#### Excerpted records
------

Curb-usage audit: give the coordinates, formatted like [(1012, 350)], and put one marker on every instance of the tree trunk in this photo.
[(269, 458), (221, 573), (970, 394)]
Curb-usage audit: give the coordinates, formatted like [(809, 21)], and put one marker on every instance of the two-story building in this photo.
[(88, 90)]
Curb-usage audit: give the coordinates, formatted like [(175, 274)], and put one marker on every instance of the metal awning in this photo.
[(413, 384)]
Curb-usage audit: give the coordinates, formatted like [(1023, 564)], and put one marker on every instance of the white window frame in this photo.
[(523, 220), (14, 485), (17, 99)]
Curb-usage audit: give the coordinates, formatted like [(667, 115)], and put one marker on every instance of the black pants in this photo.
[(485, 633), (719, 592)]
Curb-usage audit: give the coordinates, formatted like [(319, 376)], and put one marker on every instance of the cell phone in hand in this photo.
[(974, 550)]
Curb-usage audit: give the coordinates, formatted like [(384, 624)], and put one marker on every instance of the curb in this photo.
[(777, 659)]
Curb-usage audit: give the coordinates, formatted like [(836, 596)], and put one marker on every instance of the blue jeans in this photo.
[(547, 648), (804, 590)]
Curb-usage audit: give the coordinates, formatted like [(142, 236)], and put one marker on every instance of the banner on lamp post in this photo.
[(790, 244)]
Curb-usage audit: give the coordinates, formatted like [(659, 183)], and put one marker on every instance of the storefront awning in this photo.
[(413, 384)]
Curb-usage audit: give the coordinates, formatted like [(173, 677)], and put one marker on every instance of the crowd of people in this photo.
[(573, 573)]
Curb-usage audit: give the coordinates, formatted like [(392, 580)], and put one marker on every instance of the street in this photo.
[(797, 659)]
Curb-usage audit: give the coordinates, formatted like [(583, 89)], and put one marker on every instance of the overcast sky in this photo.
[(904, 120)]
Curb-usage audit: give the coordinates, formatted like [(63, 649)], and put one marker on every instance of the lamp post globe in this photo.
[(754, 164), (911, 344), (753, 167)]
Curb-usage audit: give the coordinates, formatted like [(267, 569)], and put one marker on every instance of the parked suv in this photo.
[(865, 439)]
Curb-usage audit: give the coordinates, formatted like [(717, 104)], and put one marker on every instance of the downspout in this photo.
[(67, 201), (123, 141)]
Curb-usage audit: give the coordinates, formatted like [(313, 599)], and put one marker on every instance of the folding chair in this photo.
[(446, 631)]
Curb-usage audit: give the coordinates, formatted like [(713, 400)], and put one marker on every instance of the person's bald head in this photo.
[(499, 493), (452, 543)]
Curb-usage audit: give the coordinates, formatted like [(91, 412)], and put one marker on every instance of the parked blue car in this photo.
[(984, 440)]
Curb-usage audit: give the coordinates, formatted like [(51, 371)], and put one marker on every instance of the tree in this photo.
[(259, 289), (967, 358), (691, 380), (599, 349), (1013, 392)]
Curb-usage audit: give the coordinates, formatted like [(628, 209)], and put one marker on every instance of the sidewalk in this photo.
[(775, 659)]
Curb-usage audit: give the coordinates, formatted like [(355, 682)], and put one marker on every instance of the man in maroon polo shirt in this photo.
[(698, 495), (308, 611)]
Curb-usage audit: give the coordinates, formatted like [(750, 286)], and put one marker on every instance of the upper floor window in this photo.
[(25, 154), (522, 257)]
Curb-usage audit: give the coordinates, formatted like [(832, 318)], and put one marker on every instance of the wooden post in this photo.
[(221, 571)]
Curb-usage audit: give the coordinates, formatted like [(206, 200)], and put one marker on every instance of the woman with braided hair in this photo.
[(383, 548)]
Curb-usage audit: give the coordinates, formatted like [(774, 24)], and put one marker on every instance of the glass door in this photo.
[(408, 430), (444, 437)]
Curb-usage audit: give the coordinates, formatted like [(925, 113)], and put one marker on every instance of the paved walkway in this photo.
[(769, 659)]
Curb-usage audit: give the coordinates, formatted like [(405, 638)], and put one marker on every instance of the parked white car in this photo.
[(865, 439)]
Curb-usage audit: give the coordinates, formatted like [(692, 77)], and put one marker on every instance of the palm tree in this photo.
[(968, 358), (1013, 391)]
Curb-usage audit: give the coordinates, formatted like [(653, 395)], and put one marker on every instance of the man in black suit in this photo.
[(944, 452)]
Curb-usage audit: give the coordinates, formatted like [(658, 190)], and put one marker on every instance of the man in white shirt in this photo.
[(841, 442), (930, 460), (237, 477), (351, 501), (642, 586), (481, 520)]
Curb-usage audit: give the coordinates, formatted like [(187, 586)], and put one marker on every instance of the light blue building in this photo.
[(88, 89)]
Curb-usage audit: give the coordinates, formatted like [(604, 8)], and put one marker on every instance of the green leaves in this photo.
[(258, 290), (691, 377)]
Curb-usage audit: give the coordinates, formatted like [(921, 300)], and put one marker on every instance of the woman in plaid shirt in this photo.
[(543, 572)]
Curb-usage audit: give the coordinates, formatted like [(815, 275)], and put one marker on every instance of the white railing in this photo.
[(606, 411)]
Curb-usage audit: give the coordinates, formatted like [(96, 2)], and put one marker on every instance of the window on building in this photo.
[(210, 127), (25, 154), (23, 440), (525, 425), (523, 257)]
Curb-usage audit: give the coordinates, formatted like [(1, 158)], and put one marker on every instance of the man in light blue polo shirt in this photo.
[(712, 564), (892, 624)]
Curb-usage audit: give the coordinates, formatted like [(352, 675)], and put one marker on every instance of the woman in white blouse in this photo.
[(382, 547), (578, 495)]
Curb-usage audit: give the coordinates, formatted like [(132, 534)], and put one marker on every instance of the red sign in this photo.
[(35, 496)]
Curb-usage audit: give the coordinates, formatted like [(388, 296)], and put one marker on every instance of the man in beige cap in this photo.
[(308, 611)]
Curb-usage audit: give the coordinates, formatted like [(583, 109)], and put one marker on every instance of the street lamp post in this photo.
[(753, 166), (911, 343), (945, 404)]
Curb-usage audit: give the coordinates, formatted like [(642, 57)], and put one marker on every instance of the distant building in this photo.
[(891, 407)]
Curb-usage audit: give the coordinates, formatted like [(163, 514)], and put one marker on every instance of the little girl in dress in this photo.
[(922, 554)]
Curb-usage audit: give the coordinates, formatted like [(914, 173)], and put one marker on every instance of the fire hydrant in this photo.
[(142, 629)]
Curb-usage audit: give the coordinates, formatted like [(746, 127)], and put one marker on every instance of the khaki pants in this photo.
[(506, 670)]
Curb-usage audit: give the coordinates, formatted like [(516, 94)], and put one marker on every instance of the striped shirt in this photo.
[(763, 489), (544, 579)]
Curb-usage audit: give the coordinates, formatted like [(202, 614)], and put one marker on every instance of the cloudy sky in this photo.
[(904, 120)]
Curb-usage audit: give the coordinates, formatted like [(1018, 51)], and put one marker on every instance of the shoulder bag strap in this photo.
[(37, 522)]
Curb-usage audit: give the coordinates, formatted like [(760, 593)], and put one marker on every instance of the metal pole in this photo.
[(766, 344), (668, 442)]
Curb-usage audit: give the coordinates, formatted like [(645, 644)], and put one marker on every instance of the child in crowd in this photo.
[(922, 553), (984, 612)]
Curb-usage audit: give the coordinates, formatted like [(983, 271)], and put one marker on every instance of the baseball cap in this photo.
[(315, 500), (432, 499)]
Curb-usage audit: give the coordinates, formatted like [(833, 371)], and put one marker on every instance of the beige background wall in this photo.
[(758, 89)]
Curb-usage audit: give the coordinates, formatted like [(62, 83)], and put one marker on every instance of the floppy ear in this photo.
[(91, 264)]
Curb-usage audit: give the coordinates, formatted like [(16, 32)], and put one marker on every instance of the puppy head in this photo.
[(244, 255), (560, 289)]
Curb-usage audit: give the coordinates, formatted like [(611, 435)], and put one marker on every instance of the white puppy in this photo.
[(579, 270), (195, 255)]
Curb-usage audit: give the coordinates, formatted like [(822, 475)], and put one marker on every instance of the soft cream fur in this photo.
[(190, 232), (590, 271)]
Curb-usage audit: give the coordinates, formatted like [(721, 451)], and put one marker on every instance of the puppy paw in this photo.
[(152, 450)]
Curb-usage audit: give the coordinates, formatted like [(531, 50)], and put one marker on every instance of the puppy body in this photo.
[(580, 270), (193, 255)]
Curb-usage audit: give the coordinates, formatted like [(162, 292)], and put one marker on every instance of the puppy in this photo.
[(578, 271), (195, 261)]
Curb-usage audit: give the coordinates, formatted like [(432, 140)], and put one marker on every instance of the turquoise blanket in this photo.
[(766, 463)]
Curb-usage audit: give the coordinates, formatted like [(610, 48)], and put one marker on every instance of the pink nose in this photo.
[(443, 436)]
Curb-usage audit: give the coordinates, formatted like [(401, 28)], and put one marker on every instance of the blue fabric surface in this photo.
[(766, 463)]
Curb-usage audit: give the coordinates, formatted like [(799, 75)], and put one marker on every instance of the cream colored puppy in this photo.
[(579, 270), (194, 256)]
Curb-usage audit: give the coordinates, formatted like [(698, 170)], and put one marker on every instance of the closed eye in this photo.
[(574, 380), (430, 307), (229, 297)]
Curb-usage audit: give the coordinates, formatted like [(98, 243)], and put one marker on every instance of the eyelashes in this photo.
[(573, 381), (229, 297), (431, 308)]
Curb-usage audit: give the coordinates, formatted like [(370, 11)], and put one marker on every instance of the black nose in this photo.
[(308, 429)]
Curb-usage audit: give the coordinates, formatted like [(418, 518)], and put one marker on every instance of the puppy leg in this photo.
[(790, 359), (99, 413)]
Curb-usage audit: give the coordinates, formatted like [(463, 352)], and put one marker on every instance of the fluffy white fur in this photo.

------

#### Task
Lay out the entries as a numbered list with no blank lines. Begin at the line that has "white puppy in this photo." and stop after the line that has "[(308, 429)]", keeping both of those lines.

#### Reply
1. Curb-usage audit: give the coordinates, formatted like [(611, 435)], and put one marker on every instance of the white puppy in this photo.
2. [(579, 270), (195, 255)]
3. Curb-usage audit: give the coordinates, formatted like [(822, 475)], and put one marker on every instance of the soft cream fur in this photo.
4. [(190, 232), (590, 271)]
5. Curb-usage audit: give the coordinates, formatted like [(721, 451)], and put one marker on every instance of the puppy paw in this photo.
6. [(152, 450)]
7. Curb-usage audit: give the coordinates, formatted like [(531, 50)], and put one marker on every instance of the puppy body in this photo.
8. [(580, 270), (193, 255)]
9. Curb-usage audit: give the coordinates, formatted like [(162, 292)], and put one marker on every instance of the puppy in this photo.
10. [(578, 271), (195, 261)]
11. Curb-usage audit: give the coordinates, formatted like [(432, 140)], and put one marker on every instance of the turquoise blanket in this photo.
12. [(766, 463)]
13. Curb-usage audit: give the coordinates, formatted like [(610, 48)], and put one marker on every instance of the pink nose in this photo.
14. [(443, 436)]
15. Curb-usage audit: give the coordinates, formatted like [(401, 28)], and put one marker on every instance of the blue fabric surface in this photo.
16. [(766, 463)]
17. Curb-usage audit: give the coordinates, formatted like [(799, 75)], and put one marker on every instance of the cream colored puppy in this photo.
18. [(579, 270), (194, 256)]
19. Curb-usage audit: give the coordinates, formatted like [(698, 170)], and put one marker on every instance of the closed eye in this photo.
20. [(574, 380), (430, 307), (229, 297)]
21. Curb-usage audit: give the coordinates, formatted like [(98, 243)], and put one marker on every instance of the eyelashes in this photo.
22. [(573, 381), (229, 297), (431, 308)]
23. Curb-usage audit: give the coordinates, formatted like [(370, 11)], and put one marker on every instance of the black nose in this photo.
24. [(308, 429)]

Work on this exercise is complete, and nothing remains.